## DIRECTIONS
Go to the line that contains "Expected: for every instance of the tree trunk" and transcribe from there to the end of the entries, that line and the last one included.

## SOURCE DATA
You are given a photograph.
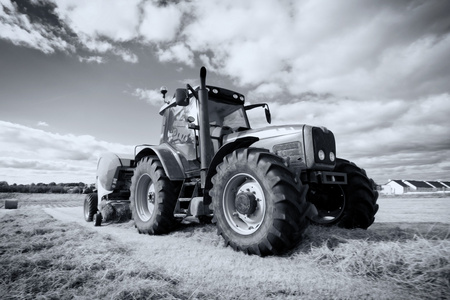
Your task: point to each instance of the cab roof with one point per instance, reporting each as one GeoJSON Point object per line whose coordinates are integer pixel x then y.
{"type": "Point", "coordinates": [214, 93]}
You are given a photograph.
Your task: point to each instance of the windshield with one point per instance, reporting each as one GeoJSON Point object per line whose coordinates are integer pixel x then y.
{"type": "Point", "coordinates": [223, 114]}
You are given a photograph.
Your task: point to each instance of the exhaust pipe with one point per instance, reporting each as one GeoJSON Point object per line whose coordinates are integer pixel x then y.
{"type": "Point", "coordinates": [206, 147]}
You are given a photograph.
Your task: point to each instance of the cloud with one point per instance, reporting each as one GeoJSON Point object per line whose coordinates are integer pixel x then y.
{"type": "Point", "coordinates": [381, 50]}
{"type": "Point", "coordinates": [30, 155]}
{"type": "Point", "coordinates": [19, 29]}
{"type": "Point", "coordinates": [153, 97]}
{"type": "Point", "coordinates": [177, 53]}
{"type": "Point", "coordinates": [160, 23]}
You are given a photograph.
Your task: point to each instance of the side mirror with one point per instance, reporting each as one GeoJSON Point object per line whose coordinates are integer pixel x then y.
{"type": "Point", "coordinates": [268, 114]}
{"type": "Point", "coordinates": [181, 97]}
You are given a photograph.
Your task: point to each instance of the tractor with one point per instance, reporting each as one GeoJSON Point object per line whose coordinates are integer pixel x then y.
{"type": "Point", "coordinates": [261, 187]}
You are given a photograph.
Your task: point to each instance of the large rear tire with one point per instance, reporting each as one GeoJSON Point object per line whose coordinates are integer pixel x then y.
{"type": "Point", "coordinates": [90, 206]}
{"type": "Point", "coordinates": [348, 206]}
{"type": "Point", "coordinates": [153, 198]}
{"type": "Point", "coordinates": [259, 207]}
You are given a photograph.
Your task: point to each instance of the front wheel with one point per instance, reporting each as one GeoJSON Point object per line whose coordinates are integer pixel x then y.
{"type": "Point", "coordinates": [259, 207]}
{"type": "Point", "coordinates": [153, 198]}
{"type": "Point", "coordinates": [349, 206]}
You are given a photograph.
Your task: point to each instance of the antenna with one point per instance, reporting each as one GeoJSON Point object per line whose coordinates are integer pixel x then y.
{"type": "Point", "coordinates": [163, 91]}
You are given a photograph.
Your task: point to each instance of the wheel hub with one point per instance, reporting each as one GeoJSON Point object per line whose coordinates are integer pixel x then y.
{"type": "Point", "coordinates": [245, 203]}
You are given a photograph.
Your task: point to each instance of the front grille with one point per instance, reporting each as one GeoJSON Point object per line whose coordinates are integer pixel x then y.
{"type": "Point", "coordinates": [323, 140]}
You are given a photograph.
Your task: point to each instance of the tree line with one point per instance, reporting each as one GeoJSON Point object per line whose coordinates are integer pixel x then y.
{"type": "Point", "coordinates": [43, 188]}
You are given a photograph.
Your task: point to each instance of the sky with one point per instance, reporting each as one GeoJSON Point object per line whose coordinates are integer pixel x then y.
{"type": "Point", "coordinates": [82, 77]}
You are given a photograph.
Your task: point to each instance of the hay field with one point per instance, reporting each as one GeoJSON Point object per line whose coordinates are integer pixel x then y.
{"type": "Point", "coordinates": [42, 257]}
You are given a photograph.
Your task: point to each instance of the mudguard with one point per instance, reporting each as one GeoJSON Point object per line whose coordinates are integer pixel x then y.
{"type": "Point", "coordinates": [171, 161]}
{"type": "Point", "coordinates": [107, 171]}
{"type": "Point", "coordinates": [226, 149]}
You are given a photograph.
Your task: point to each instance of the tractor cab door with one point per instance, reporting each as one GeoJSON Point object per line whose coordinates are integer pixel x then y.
{"type": "Point", "coordinates": [176, 132]}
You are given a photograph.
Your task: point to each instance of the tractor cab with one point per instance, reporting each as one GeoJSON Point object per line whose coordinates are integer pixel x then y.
{"type": "Point", "coordinates": [226, 112]}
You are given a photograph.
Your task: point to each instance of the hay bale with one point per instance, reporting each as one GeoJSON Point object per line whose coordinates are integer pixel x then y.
{"type": "Point", "coordinates": [11, 204]}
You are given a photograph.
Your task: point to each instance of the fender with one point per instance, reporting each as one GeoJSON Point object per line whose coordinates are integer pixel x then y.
{"type": "Point", "coordinates": [170, 160]}
{"type": "Point", "coordinates": [218, 158]}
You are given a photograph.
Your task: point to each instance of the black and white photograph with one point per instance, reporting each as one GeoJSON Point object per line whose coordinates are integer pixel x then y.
{"type": "Point", "coordinates": [206, 149]}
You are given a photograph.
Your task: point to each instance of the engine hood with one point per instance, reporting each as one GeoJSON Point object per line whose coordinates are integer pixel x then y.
{"type": "Point", "coordinates": [266, 132]}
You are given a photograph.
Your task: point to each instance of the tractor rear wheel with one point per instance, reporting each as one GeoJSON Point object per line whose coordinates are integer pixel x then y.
{"type": "Point", "coordinates": [259, 207]}
{"type": "Point", "coordinates": [349, 206]}
{"type": "Point", "coordinates": [153, 198]}
{"type": "Point", "coordinates": [90, 206]}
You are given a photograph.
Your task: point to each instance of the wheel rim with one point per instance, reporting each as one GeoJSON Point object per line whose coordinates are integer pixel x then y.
{"type": "Point", "coordinates": [330, 205]}
{"type": "Point", "coordinates": [145, 198]}
{"type": "Point", "coordinates": [244, 224]}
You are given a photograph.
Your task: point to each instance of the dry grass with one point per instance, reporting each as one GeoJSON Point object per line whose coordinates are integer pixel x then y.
{"type": "Point", "coordinates": [48, 259]}
{"type": "Point", "coordinates": [43, 199]}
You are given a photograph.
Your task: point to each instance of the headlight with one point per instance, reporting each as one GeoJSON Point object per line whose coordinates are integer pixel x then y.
{"type": "Point", "coordinates": [332, 156]}
{"type": "Point", "coordinates": [321, 155]}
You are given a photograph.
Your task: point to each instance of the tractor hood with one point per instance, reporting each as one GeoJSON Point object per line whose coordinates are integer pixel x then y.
{"type": "Point", "coordinates": [269, 132]}
{"type": "Point", "coordinates": [303, 145]}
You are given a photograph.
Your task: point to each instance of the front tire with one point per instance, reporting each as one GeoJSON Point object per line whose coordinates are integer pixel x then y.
{"type": "Point", "coordinates": [153, 198]}
{"type": "Point", "coordinates": [259, 207]}
{"type": "Point", "coordinates": [90, 206]}
{"type": "Point", "coordinates": [348, 206]}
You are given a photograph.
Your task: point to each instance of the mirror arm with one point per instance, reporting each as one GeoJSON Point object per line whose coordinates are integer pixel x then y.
{"type": "Point", "coordinates": [189, 88]}
{"type": "Point", "coordinates": [252, 106]}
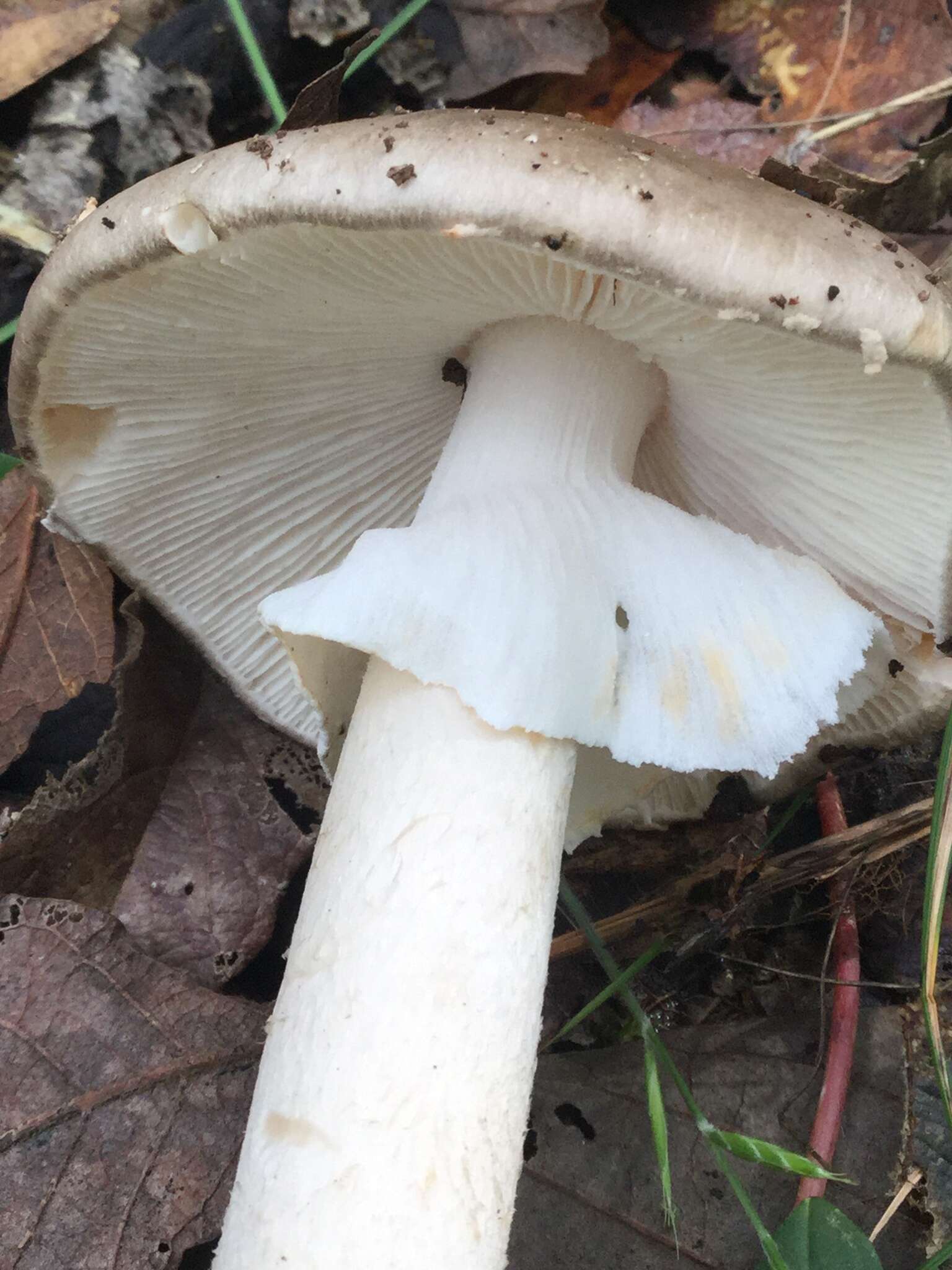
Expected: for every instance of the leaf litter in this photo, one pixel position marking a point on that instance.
(164, 845)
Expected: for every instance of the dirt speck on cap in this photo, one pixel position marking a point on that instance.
(262, 146)
(455, 373)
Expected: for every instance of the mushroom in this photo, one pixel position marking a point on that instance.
(660, 530)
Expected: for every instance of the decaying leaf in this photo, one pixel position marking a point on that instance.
(123, 1096)
(37, 36)
(327, 20)
(928, 1129)
(56, 621)
(790, 54)
(591, 1196)
(170, 822)
(505, 40)
(154, 118)
(611, 83)
(319, 102)
(701, 118)
(466, 47)
(913, 202)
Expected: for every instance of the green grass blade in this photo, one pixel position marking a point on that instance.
(392, 29)
(253, 50)
(658, 1118)
(576, 911)
(615, 987)
(769, 1245)
(760, 1152)
(940, 1259)
(933, 906)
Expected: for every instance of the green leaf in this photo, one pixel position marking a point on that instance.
(816, 1236)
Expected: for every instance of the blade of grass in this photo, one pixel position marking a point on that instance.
(658, 1119)
(253, 50)
(719, 1142)
(616, 986)
(940, 1259)
(392, 29)
(739, 1145)
(936, 887)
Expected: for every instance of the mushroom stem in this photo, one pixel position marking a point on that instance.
(389, 1117)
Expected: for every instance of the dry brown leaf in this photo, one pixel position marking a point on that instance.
(791, 54)
(591, 1196)
(702, 120)
(37, 36)
(505, 40)
(612, 81)
(123, 1096)
(170, 822)
(56, 620)
(915, 202)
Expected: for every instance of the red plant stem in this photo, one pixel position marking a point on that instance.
(844, 1015)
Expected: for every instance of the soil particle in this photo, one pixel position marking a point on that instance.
(402, 174)
(262, 146)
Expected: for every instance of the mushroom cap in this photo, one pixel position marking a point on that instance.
(203, 360)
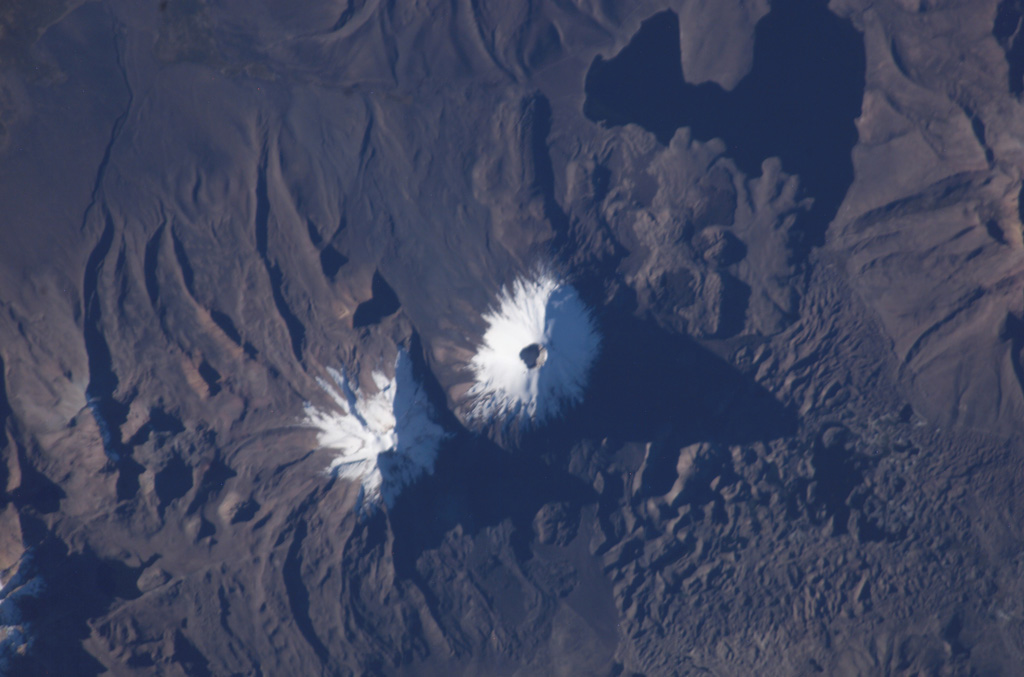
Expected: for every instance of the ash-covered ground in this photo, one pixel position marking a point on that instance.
(256, 419)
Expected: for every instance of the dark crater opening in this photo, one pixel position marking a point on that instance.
(798, 102)
(534, 355)
(383, 303)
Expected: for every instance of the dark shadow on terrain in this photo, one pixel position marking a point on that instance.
(298, 595)
(109, 412)
(35, 490)
(296, 330)
(649, 383)
(77, 587)
(384, 302)
(476, 484)
(798, 102)
(1007, 31)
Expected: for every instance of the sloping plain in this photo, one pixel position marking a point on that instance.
(800, 229)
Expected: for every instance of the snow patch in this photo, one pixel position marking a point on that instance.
(386, 439)
(536, 354)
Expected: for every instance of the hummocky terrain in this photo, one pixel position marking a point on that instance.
(798, 225)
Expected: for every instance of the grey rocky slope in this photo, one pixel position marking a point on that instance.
(799, 228)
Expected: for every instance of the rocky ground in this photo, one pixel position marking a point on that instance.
(798, 225)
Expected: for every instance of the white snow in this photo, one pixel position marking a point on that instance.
(385, 439)
(519, 387)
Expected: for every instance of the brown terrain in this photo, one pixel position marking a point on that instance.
(799, 225)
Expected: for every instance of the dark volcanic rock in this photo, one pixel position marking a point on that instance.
(798, 225)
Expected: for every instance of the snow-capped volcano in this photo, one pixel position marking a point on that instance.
(536, 353)
(385, 439)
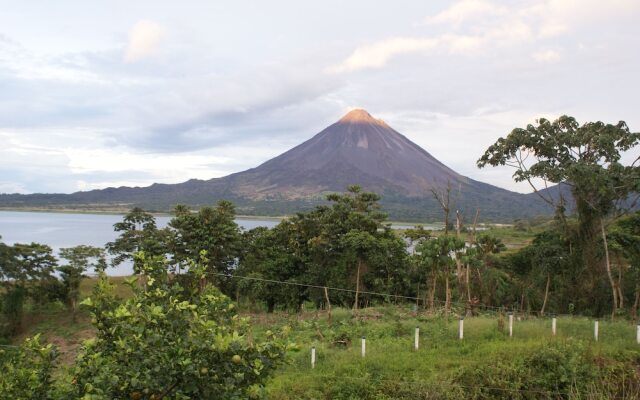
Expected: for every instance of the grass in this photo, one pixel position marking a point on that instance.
(391, 363)
(392, 369)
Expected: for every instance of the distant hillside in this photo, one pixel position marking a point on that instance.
(358, 149)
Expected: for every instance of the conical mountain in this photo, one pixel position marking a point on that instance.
(357, 149)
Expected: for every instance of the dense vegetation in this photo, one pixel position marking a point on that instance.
(176, 333)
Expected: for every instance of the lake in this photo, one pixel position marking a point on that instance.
(60, 230)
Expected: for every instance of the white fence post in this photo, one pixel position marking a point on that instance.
(510, 324)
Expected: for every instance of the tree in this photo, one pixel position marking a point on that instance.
(348, 241)
(212, 229)
(437, 255)
(79, 260)
(27, 370)
(24, 268)
(170, 341)
(624, 237)
(585, 159)
(270, 255)
(138, 232)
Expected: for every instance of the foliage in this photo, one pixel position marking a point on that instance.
(27, 370)
(173, 342)
(138, 232)
(212, 229)
(79, 260)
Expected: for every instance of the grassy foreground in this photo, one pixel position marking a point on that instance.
(486, 364)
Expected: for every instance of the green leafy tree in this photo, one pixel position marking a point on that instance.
(624, 237)
(79, 260)
(437, 256)
(586, 159)
(138, 232)
(212, 229)
(27, 371)
(268, 255)
(348, 241)
(170, 341)
(23, 270)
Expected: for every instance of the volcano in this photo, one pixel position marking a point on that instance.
(357, 149)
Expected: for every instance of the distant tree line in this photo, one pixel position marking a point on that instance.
(341, 253)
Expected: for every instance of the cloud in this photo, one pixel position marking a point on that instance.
(466, 10)
(377, 54)
(144, 40)
(546, 56)
(472, 25)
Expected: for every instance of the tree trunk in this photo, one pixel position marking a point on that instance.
(480, 285)
(619, 284)
(355, 305)
(634, 309)
(432, 292)
(468, 282)
(447, 302)
(608, 267)
(460, 278)
(326, 297)
(546, 295)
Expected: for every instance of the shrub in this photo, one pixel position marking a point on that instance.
(26, 370)
(171, 342)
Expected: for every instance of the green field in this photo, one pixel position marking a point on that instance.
(487, 363)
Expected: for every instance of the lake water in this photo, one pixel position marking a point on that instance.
(60, 230)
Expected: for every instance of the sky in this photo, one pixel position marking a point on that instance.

## SOLUTION
Expected: for every instance of the tree trunk in this photo, one pixel position marking a point on that instance.
(480, 285)
(619, 284)
(355, 305)
(634, 309)
(432, 292)
(468, 282)
(447, 302)
(608, 267)
(460, 278)
(326, 297)
(546, 295)
Expected: for every instance of the shrub in this photo, one pixel position marking a point on that instance.
(26, 370)
(171, 342)
Expected: for every instance of the green field in this photo, one pixel position marking a point on that instance.
(487, 363)
Expected: for every instance of the lake water in this photo, one pixel position marking a point on that instance.
(60, 230)
Expected: for every instance of the sky in this photo, one pixel position marking a point on that instance.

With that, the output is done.